> The task: Exact transcription with no images: write out all of the entries below.

Collection entries
--------------------------------

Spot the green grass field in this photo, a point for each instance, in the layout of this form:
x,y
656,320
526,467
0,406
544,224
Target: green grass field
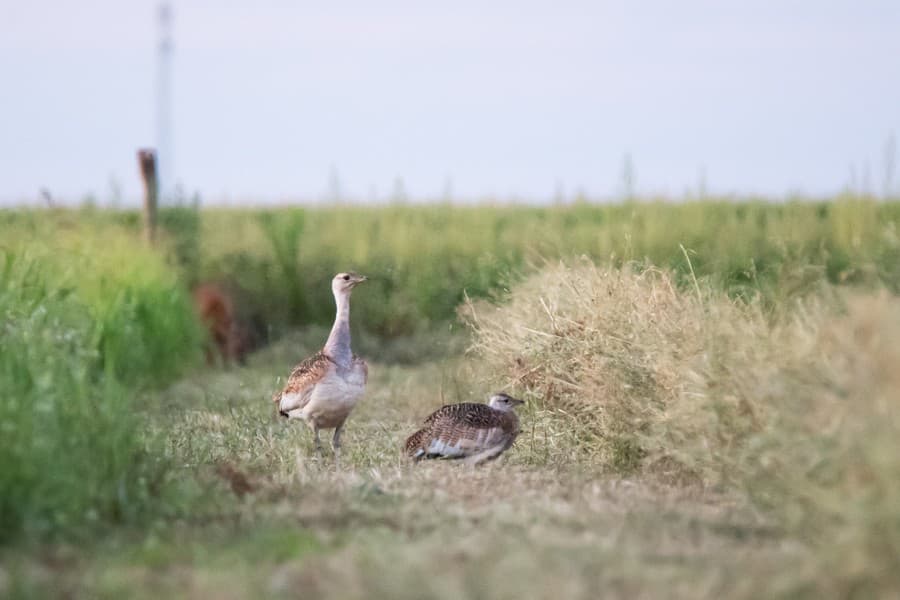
x,y
713,404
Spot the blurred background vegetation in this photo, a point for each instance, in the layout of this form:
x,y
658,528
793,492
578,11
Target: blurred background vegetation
x,y
94,320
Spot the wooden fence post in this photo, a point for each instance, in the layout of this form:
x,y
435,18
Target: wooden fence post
x,y
147,162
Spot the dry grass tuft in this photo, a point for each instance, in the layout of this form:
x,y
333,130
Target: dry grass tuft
x,y
799,408
608,350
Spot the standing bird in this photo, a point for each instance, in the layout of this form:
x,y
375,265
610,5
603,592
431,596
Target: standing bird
x,y
324,388
473,432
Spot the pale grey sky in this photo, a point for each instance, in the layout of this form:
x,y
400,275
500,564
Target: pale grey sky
x,y
503,99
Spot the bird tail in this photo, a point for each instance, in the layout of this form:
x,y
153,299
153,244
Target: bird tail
x,y
415,448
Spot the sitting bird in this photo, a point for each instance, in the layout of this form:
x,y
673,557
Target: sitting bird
x,y
473,432
324,388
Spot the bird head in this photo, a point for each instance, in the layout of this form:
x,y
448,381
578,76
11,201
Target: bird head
x,y
502,401
344,282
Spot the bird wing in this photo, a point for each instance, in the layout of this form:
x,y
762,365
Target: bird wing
x,y
302,381
357,360
460,430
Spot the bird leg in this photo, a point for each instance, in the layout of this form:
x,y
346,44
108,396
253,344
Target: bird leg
x,y
317,441
336,443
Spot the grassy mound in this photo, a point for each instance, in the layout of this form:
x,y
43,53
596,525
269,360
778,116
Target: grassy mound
x,y
799,408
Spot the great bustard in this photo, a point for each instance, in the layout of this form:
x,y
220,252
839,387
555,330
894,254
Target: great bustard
x,y
324,388
473,432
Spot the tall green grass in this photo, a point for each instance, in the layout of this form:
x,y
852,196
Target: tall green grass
x,y
798,408
423,259
86,324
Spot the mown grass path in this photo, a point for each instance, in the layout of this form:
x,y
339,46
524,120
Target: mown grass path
x,y
536,524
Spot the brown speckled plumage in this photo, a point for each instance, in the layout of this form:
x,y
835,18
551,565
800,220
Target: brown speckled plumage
x,y
475,432
323,389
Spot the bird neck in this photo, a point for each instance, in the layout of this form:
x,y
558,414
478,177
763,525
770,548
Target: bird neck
x,y
338,344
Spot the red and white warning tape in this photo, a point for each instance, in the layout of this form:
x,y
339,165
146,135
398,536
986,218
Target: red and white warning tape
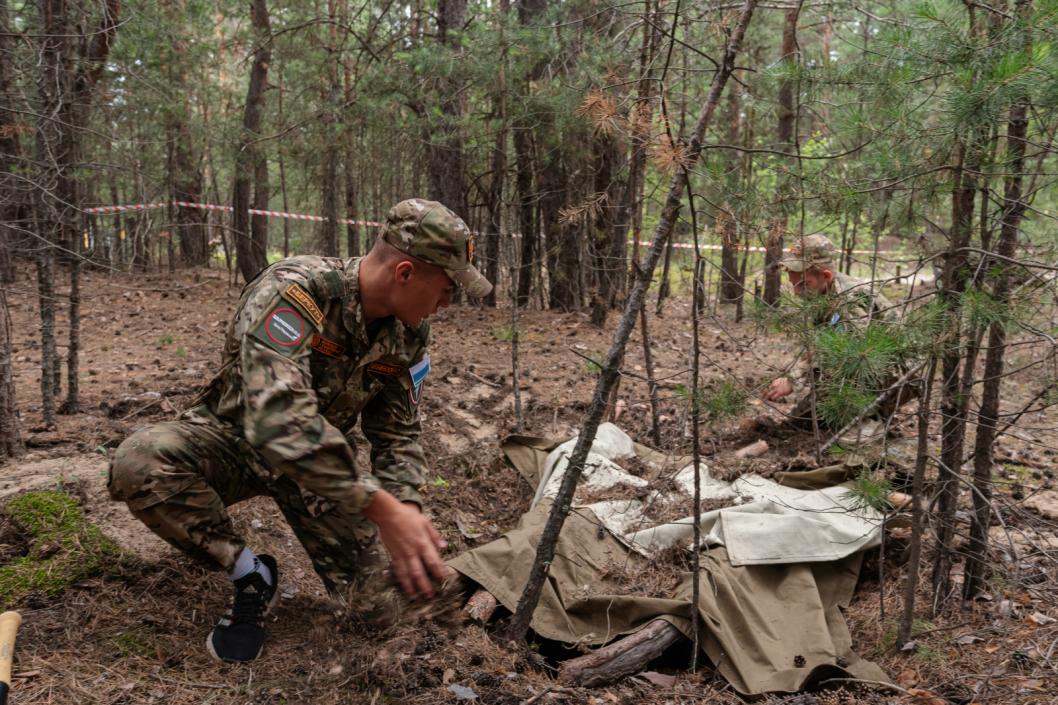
x,y
347,221
213,206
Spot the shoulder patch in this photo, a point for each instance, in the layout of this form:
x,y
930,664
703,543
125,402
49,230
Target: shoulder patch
x,y
418,373
301,297
385,368
328,347
281,328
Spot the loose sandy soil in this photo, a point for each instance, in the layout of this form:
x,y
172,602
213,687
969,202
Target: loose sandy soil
x,y
135,634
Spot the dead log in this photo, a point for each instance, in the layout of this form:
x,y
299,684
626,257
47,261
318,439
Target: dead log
x,y
480,606
622,657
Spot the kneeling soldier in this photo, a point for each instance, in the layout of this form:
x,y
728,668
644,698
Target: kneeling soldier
x,y
314,344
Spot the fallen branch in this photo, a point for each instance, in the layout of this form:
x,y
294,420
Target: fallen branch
x,y
898,384
622,657
480,606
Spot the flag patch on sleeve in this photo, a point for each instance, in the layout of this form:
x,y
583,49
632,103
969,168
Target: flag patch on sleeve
x,y
281,328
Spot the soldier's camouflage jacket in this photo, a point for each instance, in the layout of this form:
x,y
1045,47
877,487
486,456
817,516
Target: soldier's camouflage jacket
x,y
301,367
853,306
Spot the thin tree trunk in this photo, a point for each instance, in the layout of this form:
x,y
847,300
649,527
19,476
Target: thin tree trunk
x,y
953,401
787,114
11,428
328,229
917,512
495,204
72,403
527,204
283,175
1014,208
664,285
445,161
563,501
250,251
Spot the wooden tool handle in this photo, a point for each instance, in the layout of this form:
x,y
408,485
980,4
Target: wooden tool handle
x,y
8,627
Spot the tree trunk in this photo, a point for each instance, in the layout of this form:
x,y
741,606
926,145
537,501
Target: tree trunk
x,y
727,223
14,193
328,229
184,167
72,402
444,149
953,402
498,169
605,269
251,252
917,511
351,188
563,501
787,115
527,204
1014,208
11,431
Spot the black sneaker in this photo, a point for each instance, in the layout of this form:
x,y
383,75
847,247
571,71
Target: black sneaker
x,y
240,634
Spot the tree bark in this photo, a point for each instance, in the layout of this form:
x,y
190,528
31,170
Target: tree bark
x,y
527,205
625,656
183,163
953,402
498,169
11,432
727,224
15,196
250,249
563,501
328,229
444,149
1014,208
917,511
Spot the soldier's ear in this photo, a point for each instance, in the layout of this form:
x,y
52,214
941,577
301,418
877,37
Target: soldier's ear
x,y
403,271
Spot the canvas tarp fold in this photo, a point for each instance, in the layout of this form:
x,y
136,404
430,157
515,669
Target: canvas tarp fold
x,y
769,628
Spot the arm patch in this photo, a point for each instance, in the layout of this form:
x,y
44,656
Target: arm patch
x,y
281,328
301,299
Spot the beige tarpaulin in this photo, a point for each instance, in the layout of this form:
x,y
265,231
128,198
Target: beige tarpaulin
x,y
769,628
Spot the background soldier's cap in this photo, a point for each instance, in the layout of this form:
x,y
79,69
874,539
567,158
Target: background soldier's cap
x,y
807,252
429,231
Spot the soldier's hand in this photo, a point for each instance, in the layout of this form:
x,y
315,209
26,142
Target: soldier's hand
x,y
413,543
779,389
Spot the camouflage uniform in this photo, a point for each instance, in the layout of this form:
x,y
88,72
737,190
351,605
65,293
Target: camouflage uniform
x,y
299,367
855,303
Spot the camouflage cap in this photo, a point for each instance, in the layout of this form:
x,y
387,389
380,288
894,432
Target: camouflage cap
x,y
432,233
807,252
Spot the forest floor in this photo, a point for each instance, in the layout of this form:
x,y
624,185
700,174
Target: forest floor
x,y
134,633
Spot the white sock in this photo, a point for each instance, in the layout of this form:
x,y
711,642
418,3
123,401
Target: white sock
x,y
247,563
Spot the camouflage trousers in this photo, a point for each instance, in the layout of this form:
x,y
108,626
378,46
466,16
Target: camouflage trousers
x,y
179,477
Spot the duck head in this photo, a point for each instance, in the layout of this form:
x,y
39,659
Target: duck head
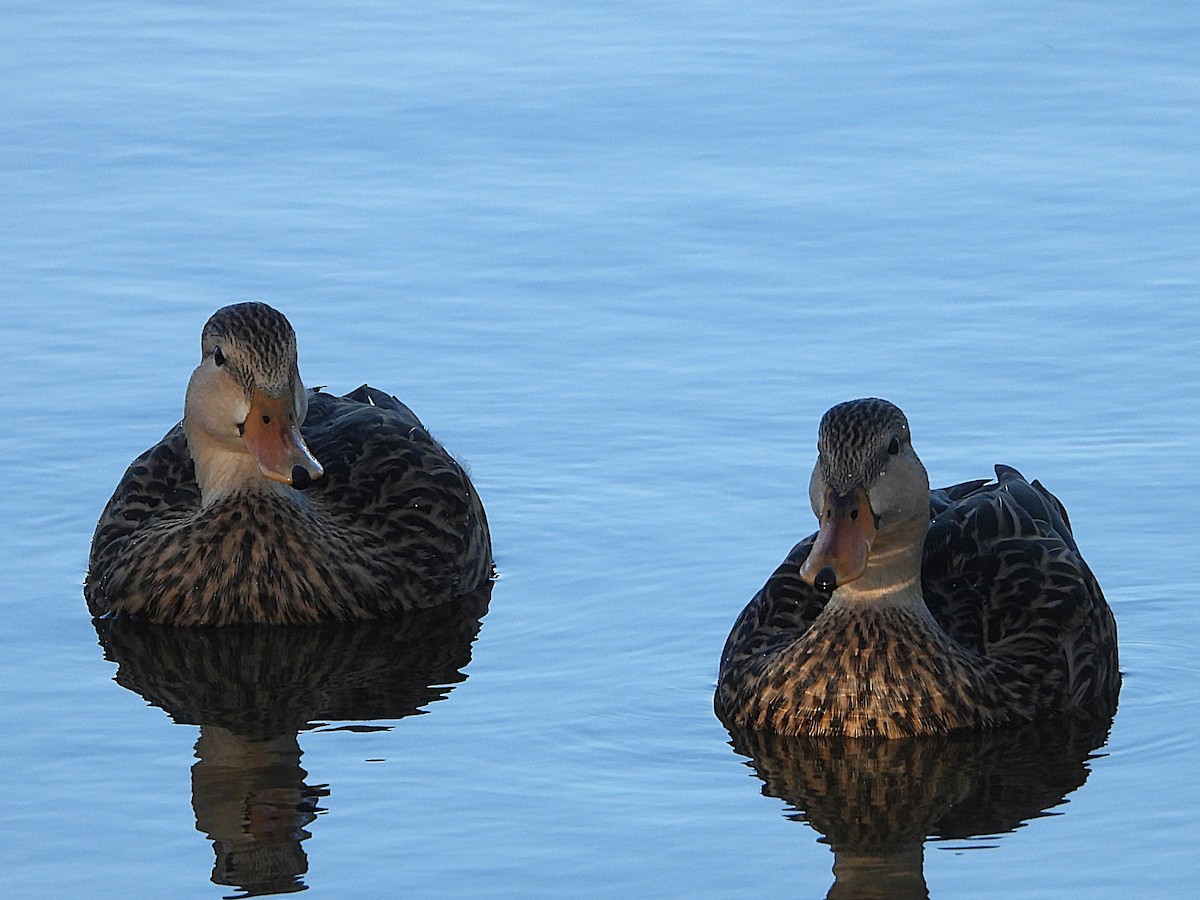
x,y
869,491
245,405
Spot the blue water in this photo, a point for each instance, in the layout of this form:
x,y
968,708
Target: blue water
x,y
619,259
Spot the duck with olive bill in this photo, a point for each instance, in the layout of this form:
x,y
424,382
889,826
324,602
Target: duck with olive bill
x,y
915,611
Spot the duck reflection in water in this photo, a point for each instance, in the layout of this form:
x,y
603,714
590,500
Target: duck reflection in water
x,y
875,801
252,689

--------------------------------

> Task output:
Spot the green grass field in this photo, a point for each instance, in the layout of this form:
x,y
656,320
526,467
0,406
544,224
Target: green grass field
x,y
713,404
Spot the blurred background vegetation in this photo, a point for each instance, in the layout of this form:
x,y
658,528
793,492
578,11
Target: blurred background vegetation
x,y
94,320
Spot the wooden fence post in this photo, a point for each instance, in the layout of this form:
x,y
435,18
Target: wooden fence post
x,y
147,162
Spot the dry grass tuft in this photo, a point for each instance, in the layout of this form:
x,y
333,130
Target: dry grass tuft
x,y
799,408
608,350
Spot the standing bird in this photo, a point for each instance, in the layout of this form:
x,y
375,265
610,5
603,592
431,596
Target: standing bird
x,y
324,388
473,432
Spot the pale grey sky in this photo, a point for each instance, in the layout of this form:
x,y
400,275
500,564
Target: pale grey sky
x,y
503,99
Spot the bird tail in this photo, a point for each instance, in the layout of this form:
x,y
153,299
153,244
Target: bird tail
x,y
415,448
Spot the sitting bird in this photo, a point for each instance, in the layout of this form:
x,y
673,557
Target: sitting bird
x,y
473,432
324,388
Spot the bird head in this photo, a point for each instance, in the layout of this form:
x,y
448,381
578,76
11,201
Target: bird head
x,y
502,401
344,282
Spot the bird wing in this photo, a point for each instance, in the layout of this form:
x,y
762,365
Target: bird wing
x,y
302,381
357,360
460,430
Spot the bird leg in this photo, a point for each instance, in the layout of this form:
x,y
346,44
108,396
253,344
Target: bird leg
x,y
317,441
336,443
Spot the grassy mound in this photo, a point for each instance, in the layout of this form:
x,y
43,53
596,525
269,360
778,116
Target: grassy mound
x,y
799,408
Spot the great bustard in this photo, a point for each instance, in the layout of this form:
x,y
220,252
839,387
555,330
894,254
Target: great bustard
x,y
324,388
473,432
Spot the tall green grass in this photo, a point for each instance, in the layout of this form:
x,y
852,196
Target: tall green grass
x,y
798,408
423,259
86,324
Spot the mown grass path in this photo, a point for each instance, in the layout of this form:
x,y
339,46
524,120
Target: mown grass path
x,y
536,524
Spot the brown speckled plumage in this photo, a point for each instance, in the layout of this form:
x,y
835,18
551,565
800,220
Target: brown speckled plumage
x,y
475,432
323,389
Spot the bird neck in this photo, a point for each instance, in the layout of this form:
x,y
558,414
478,177
763,525
770,548
Target: bird neck
x,y
338,344
Spot the red and white warning tape in this photo, a point for each instance, in the layout of this form:
x,y
339,165
146,135
398,536
986,218
Target: red and white warning tape
x,y
347,221
213,206
Spot the shoulder patch in this photo, a point for each instance, in the layout of this form:
x,y
930,664
703,543
125,402
49,230
Target: shoulder patch
x,y
418,373
301,297
385,368
328,347
281,328
Spot the loose sandy soil in this photo, a point for each instance, in the layout of this form:
x,y
172,602
213,687
969,202
Target: loose sandy soil
x,y
135,634
Spot the dead log in this photo, a point for each instance, in the layout of this form:
x,y
299,684
626,257
47,261
318,439
Target: dead log
x,y
480,606
622,657
Spot the kneeling soldier in this photo, a point for each instance, in the layout of this form:
x,y
728,668
644,698
Target: kneeling soldier
x,y
314,344
Spot the fallen branch in this photo, a point for each instance, in the layout of this form:
x,y
294,420
Target: fallen branch
x,y
898,384
622,657
480,606
Spot the flag patch on sleeve in this photo, a point for each instance, in the layout of this form:
x,y
583,49
632,103
969,168
Target: flag patch on sleeve
x,y
281,328
Spot the soldier's camouflage jacket in this photo, a point for each instance, in the layout of this form:
x,y
1045,47
877,487
486,456
817,516
Target: soldier's camouflage jacket
x,y
301,367
853,306
Spot the thin tree trunk in this photo, a point for each instance, in the layout of this form:
x,y
847,300
649,527
19,476
Target: thin tree trunk
x,y
953,401
787,114
11,428
328,229
917,512
495,204
72,403
527,204
283,175
1014,208
664,285
445,161
563,501
250,251
Spot the wooden tool handle in this photo, a point for each instance, in the layout of this form:
x,y
408,485
980,4
Target: wooden tool handle
x,y
8,627
Spot the tree trunk in this photo, a point for each instance, in the layout of this form:
x,y
741,606
926,145
537,501
Target: tree trunk
x,y
727,223
14,193
328,229
184,167
72,402
444,149
953,402
498,169
605,269
251,252
917,511
351,188
563,501
787,115
527,204
1014,208
11,431
Spot the black sneaker in this photo, a point for each instance, in the layout of this form:
x,y
383,75
847,247
571,71
Target: black sneaker
x,y
240,634
Spot the tree bark in this photo, a point for each instance, in the layout of this form:
x,y
190,528
31,170
Target: tree bark
x,y
527,205
625,656
183,163
953,402
498,169
11,432
727,224
15,196
250,249
563,501
328,229
444,149
1014,208
917,511
Spot the soldier's ear in this photo, a point for each instance, in the layout of this form:
x,y
52,214
941,577
301,418
877,37
Target: soldier's ear
x,y
403,271
Spot the canvas tarp fold in this photo, a point for each instance, in the layout of this form:
x,y
136,404
430,157
515,669
Target: canvas tarp fold
x,y
769,628
Spot the arm patch in this photo, a point for each instance, in the layout of this form:
x,y
44,656
Target: arm patch
x,y
281,328
301,299
Spot the beige tarpaulin in this photo, a point for each instance, in the layout of this form:
x,y
265,231
128,198
Target: beige tarpaulin
x,y
769,628
Spot the background soldier's cap in this photo, a point for each instance, in the layout of this form:
x,y
79,69
874,539
567,158
Target: background soldier's cap
x,y
807,252
429,231
Spot the soldier's hand in this photo, a point for each instance, in the layout of this form:
x,y
315,209
26,142
Target: soldier's hand
x,y
413,543
779,389
Spot the camouflage uniform in this photo, a point for each instance, in the layout of this form:
x,y
88,72
737,190
351,605
65,293
Target: camouflage uniform
x,y
299,367
855,303
Spot the camouflage cap in this photo, a point for each instance, in the layout of this form:
x,y
387,389
380,288
894,432
Target: camouflage cap
x,y
432,233
807,252
Spot the forest floor in this photo, a point for each instance, in the layout of this form:
x,y
624,185
700,174
Target: forest floor
x,y
134,633
Spot the white sock in this photo, a point for each instance, in the layout of this form:
x,y
711,642
418,3
123,401
Target: white sock
x,y
247,563
Spot the camouflage trousers in this photo, a point for each instance, in the layout of this form:
x,y
108,626
378,46
466,16
Target: camouflage trousers
x,y
179,477
Spot the duck head in this photo, a point for each instance, in the layout of this form:
x,y
39,659
Target: duck head
x,y
869,491
245,405
Spot the blue water in this photo, a point for each instance, in the layout of this form:
x,y
968,708
Target: blue water
x,y
619,259
Spot the duck with olive bill in this photo, a point for each instance, in the layout of this form:
x,y
424,382
889,826
324,602
Target: duck with olive bill
x,y
915,611
Spot the duck reflection in water in this photo, a point for each instance, in the layout of this form:
x,y
603,714
590,500
Target: duck reflection in water
x,y
875,801
252,689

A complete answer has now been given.